● **YOUR ASSIGNMENT**
Count the lines in the records beneath this task that contain the string "lawn", then give the count by itself.

Point-per-instance localization data
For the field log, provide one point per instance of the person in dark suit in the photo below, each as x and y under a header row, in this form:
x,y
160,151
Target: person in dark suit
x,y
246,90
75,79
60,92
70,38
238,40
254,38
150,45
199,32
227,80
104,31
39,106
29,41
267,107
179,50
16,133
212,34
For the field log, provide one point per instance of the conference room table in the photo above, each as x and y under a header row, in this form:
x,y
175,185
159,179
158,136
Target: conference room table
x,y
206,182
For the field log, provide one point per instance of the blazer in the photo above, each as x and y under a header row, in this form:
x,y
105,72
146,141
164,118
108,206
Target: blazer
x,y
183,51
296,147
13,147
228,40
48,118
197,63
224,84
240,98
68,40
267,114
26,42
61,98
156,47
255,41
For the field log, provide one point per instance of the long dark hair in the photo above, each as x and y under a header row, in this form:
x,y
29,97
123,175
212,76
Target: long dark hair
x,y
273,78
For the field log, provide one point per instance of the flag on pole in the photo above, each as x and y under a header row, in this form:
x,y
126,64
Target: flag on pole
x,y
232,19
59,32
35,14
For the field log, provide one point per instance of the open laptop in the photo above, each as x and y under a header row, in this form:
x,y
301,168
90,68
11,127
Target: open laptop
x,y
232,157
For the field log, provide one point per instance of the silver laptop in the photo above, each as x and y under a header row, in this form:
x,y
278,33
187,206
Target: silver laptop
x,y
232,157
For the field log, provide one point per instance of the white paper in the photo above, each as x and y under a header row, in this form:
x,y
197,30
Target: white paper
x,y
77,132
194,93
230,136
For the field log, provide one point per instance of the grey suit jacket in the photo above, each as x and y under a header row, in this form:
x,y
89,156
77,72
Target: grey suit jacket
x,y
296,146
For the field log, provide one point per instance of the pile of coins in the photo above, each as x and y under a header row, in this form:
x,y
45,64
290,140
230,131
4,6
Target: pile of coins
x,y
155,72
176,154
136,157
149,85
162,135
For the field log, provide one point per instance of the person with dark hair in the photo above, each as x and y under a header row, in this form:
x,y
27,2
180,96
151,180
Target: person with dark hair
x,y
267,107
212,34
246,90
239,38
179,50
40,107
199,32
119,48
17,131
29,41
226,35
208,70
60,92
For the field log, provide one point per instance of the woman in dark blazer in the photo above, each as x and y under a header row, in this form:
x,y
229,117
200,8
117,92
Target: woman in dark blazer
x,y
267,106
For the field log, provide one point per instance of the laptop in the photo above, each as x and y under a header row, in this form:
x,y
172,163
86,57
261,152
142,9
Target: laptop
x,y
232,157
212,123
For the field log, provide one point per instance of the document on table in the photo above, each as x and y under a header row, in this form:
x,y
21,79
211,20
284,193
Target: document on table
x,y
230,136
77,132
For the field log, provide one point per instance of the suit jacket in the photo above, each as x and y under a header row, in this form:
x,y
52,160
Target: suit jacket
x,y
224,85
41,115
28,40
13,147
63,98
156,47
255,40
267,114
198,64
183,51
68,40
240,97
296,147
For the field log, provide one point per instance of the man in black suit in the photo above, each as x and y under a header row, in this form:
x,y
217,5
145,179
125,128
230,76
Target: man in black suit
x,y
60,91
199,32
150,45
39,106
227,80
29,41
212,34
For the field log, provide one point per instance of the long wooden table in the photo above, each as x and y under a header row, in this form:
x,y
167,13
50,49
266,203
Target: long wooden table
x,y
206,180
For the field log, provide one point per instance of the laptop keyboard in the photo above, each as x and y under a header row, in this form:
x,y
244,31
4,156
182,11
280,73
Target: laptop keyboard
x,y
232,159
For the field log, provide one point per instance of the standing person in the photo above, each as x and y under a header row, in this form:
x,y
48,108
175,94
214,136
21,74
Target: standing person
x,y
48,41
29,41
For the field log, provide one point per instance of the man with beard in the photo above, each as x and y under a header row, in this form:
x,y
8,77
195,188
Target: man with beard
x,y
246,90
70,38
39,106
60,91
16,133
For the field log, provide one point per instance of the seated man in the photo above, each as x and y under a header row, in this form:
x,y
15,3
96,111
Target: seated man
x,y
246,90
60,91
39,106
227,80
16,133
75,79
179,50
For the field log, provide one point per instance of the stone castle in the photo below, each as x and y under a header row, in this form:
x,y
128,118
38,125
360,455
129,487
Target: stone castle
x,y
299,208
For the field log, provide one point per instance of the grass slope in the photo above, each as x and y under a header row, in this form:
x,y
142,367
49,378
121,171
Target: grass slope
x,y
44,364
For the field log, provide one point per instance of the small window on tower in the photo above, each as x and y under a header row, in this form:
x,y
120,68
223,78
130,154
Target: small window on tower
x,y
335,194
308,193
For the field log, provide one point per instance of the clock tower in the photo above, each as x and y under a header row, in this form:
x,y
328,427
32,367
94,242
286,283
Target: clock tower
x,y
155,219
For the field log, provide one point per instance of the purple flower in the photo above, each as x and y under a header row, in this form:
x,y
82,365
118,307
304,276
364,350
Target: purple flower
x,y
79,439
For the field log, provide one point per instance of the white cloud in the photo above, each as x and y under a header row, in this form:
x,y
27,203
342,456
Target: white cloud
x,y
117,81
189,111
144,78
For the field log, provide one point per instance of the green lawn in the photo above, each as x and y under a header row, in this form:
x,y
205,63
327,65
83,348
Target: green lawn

● **ANSWER TO THE PROBLEM**
2